| WHAT THE TASK ASKS |
Copy out the entries from the line with "If you could segment every instance of the white" up to and including the line with "6 13 L 6 12", without changing a character. Leave the pictures out of your answer.

>> BEGIN

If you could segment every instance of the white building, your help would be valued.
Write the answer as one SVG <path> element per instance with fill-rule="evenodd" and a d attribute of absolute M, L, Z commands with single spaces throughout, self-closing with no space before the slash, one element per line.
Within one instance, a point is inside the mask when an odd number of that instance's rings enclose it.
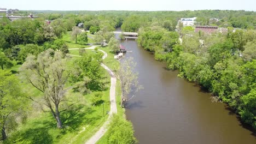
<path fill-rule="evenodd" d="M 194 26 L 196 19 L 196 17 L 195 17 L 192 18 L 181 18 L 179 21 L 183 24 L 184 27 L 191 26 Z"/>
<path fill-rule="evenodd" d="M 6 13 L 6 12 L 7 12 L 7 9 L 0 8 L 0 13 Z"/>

>> END
>> BEGIN

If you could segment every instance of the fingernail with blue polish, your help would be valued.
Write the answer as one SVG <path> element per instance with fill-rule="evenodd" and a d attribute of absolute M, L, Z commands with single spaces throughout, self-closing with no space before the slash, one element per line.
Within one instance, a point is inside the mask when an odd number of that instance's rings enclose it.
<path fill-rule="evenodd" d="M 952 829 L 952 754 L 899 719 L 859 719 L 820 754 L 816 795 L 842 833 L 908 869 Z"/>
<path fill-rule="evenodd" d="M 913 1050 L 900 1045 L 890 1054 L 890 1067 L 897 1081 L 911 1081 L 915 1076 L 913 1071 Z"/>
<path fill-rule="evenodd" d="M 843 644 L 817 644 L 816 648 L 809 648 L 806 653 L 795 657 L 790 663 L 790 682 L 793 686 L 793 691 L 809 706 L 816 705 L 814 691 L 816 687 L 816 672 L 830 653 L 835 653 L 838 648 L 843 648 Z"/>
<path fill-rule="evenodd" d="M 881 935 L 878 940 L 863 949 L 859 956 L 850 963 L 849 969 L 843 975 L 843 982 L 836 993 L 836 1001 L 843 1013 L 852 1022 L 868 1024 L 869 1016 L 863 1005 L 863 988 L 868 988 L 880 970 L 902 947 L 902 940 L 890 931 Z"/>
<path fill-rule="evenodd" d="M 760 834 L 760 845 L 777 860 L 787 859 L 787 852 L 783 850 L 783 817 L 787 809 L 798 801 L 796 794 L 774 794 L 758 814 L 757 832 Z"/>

>> END

| SOLUTION TO THE PROBLEM |
If you could segment every instance of the white building, your help would be valued.
Write the answer as one SVG <path> element per instance with fill-rule="evenodd" and a d attribute of absolute M, L, Z commands with single spaces throughout, self-closing with no space before the slash, one element per line.
Within one instance, a point is inside the mask when an odd number of that instance's rings enclose it.
<path fill-rule="evenodd" d="M 194 26 L 196 19 L 196 17 L 195 17 L 192 18 L 181 18 L 179 21 L 183 24 L 184 27 L 191 26 Z"/>
<path fill-rule="evenodd" d="M 6 13 L 6 12 L 7 12 L 7 9 L 0 8 L 0 13 Z"/>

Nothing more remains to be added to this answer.